---------- Excerpted text ----------
RSUs. RSUs are contractual promises to deliver shares of our common stock in the future, which may also remain forfeitable unless and until specified conditions are met and may be accompanied by the right to receive the equivalent value of dividends paid on shares of our common stock prior to the delivery of the underlying shares (i.e., dividend equivalent rights). The Administrator may provide that the delivery of the shares underlying RSUs will be deferred on a mandatory basis or at the election of the participant. The terms and conditions applicable to RSUs will be determined by the Administrator, subject to the conditions and limitations contained in the 2025 Plan.
Other Stock or Cash Based Awards. Other stock or cash based awards are awards of cash, fully vested shares of our common stock and other awards valued wholly or partially by referring to, or otherwise based on, shares of our common stock. Other stock or cash based awards may be granted to participants and may also be available as a payment form in the settlement of other awards, as standalone payments and as payment in lieu of compensation to which a participant is otherwise entitled.
Dividend Equivalents. Dividend equivalents represent the right to receive the equivalent value of dividends paid on shares of our common stock and may be granted alone or in tandem with awards other than stock options or SARs. Dividend equivalents are credited as of the dividend record dates during the period between the date an award is granted and the date such award vests, is exercised, is distributed or expires, as determined by the Administrator. Dividend equivalents payable with respect to an award prior to the vesting of such award instead will be paid out to the participant only to the extent that the vesting conditions are subsequently satisfied and the award vests.
---------- Supplied material ----------
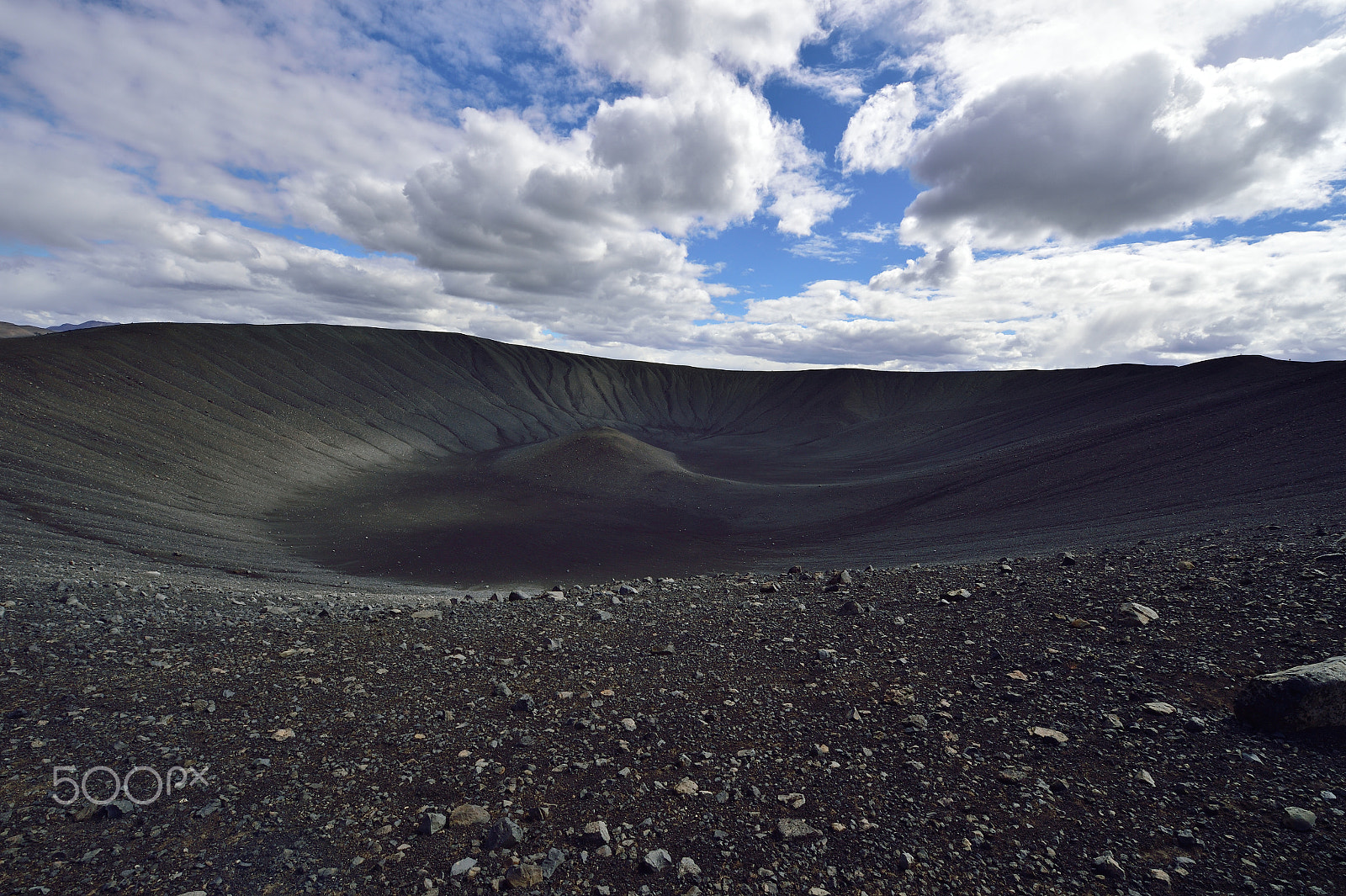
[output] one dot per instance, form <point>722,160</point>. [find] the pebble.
<point>656,860</point>
<point>502,835</point>
<point>794,829</point>
<point>468,814</point>
<point>524,876</point>
<point>431,824</point>
<point>1301,819</point>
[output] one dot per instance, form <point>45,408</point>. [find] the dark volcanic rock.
<point>1312,696</point>
<point>502,835</point>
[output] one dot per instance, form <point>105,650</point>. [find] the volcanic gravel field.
<point>336,610</point>
<point>1009,736</point>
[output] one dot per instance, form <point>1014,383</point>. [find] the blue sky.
<point>899,184</point>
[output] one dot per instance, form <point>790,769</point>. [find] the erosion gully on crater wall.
<point>451,459</point>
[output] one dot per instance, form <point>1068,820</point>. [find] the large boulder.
<point>1312,696</point>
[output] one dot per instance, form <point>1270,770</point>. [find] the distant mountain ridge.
<point>87,325</point>
<point>457,459</point>
<point>13,330</point>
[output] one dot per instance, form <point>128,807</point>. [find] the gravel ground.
<point>989,728</point>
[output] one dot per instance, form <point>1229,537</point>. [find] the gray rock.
<point>1108,867</point>
<point>796,829</point>
<point>524,876</point>
<point>1296,819</point>
<point>1312,696</point>
<point>596,833</point>
<point>431,824</point>
<point>468,815</point>
<point>502,835</point>
<point>1137,613</point>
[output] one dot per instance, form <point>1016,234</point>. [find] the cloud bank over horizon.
<point>955,184</point>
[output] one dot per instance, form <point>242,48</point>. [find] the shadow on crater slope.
<point>453,459</point>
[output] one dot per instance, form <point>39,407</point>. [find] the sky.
<point>952,184</point>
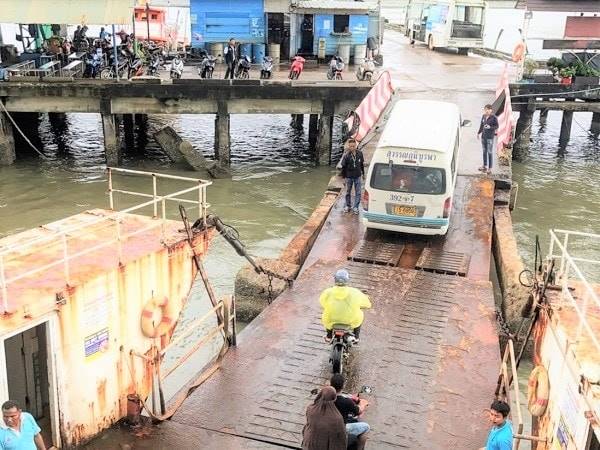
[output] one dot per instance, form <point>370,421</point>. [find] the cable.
<point>21,132</point>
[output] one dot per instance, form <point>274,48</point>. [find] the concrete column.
<point>112,141</point>
<point>7,141</point>
<point>313,129</point>
<point>565,127</point>
<point>222,139</point>
<point>323,147</point>
<point>595,128</point>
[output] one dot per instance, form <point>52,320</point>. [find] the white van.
<point>412,174</point>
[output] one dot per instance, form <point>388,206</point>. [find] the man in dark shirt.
<point>487,133</point>
<point>353,169</point>
<point>351,412</point>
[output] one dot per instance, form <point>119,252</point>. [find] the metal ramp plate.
<point>442,261</point>
<point>380,253</point>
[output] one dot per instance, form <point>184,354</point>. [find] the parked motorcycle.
<point>243,68</point>
<point>207,66</point>
<point>336,67</point>
<point>297,67</point>
<point>266,68</point>
<point>341,343</point>
<point>176,68</point>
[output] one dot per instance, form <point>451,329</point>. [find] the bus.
<point>442,24</point>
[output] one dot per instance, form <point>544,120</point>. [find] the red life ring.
<point>164,310</point>
<point>519,52</point>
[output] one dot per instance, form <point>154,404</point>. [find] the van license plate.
<point>405,211</point>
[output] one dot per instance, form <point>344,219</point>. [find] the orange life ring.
<point>519,52</point>
<point>149,313</point>
<point>538,391</point>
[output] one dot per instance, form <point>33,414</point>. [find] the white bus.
<point>458,24</point>
<point>412,175</point>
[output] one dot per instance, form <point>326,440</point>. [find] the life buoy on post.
<point>157,324</point>
<point>538,391</point>
<point>519,52</point>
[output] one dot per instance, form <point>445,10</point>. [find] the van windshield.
<point>411,179</point>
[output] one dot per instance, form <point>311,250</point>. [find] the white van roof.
<point>421,124</point>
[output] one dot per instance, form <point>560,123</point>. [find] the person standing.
<point>501,434</point>
<point>324,428</point>
<point>487,133</point>
<point>230,58</point>
<point>19,430</point>
<point>353,170</point>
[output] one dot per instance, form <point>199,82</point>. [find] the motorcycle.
<point>207,66</point>
<point>342,341</point>
<point>336,67</point>
<point>297,67</point>
<point>266,68</point>
<point>243,68</point>
<point>176,68</point>
<point>365,71</point>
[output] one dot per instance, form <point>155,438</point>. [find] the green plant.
<point>529,67</point>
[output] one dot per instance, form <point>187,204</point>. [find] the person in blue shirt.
<point>19,430</point>
<point>501,436</point>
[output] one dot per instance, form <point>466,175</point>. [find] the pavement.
<point>429,346</point>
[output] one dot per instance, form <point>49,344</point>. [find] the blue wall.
<point>219,20</point>
<point>359,26</point>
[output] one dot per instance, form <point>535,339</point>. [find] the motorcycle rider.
<point>343,304</point>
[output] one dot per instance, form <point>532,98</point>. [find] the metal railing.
<point>63,235</point>
<point>570,275</point>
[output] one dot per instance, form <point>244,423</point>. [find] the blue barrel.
<point>246,49</point>
<point>258,50</point>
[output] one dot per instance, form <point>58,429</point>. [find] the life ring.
<point>519,52</point>
<point>538,391</point>
<point>150,312</point>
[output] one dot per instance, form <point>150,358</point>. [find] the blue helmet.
<point>342,277</point>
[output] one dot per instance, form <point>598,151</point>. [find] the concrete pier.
<point>7,141</point>
<point>112,140</point>
<point>324,139</point>
<point>223,139</point>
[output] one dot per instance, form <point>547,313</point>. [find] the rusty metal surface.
<point>383,253</point>
<point>446,262</point>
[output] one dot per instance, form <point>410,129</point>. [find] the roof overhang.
<point>96,12</point>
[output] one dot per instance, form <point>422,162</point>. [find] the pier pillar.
<point>7,141</point>
<point>595,128</point>
<point>324,140</point>
<point>313,129</point>
<point>565,128</point>
<point>222,139</point>
<point>112,141</point>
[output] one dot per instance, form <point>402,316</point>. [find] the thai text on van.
<point>411,155</point>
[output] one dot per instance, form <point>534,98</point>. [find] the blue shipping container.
<point>220,20</point>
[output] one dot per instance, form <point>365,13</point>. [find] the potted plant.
<point>566,75</point>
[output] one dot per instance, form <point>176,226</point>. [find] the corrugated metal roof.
<point>560,5</point>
----------
### [To be done]
1) Which award types does the plan excerpt define, each under its own heading?
2) Can you copy the stretch of the records from their start through the line containing "<point>13,330</point>", including both ends and leaving the pictures out?

### [Results of the tasks]
1)
- RSUs
- Other Stock or Cash Based Awards
- Dividend Equivalents

2)
[output] one dot per instance, form <point>722,160</point>. [find] the pebble.
<point>656,860</point>
<point>502,835</point>
<point>794,829</point>
<point>468,814</point>
<point>524,876</point>
<point>431,824</point>
<point>1301,819</point>
[output] one dot per instance, form <point>45,408</point>. [find] the dark volcanic rock.
<point>1312,696</point>
<point>502,835</point>
[output] one dot per instance, form <point>105,650</point>. [find] the volcanic gravel field.
<point>336,610</point>
<point>1009,736</point>
[output] one dot per instance, form <point>1014,383</point>. [find] the blue sky.
<point>899,184</point>
[output] one dot per instance, form <point>790,769</point>. [find] the erosion gully on crater wall.
<point>451,459</point>
[output] one dot per instance, form <point>1068,820</point>. [find] the large boulder.
<point>1312,696</point>
[output] one dot per instance, form <point>1270,770</point>. [find] the distant mountain ridge.
<point>87,325</point>
<point>457,459</point>
<point>13,330</point>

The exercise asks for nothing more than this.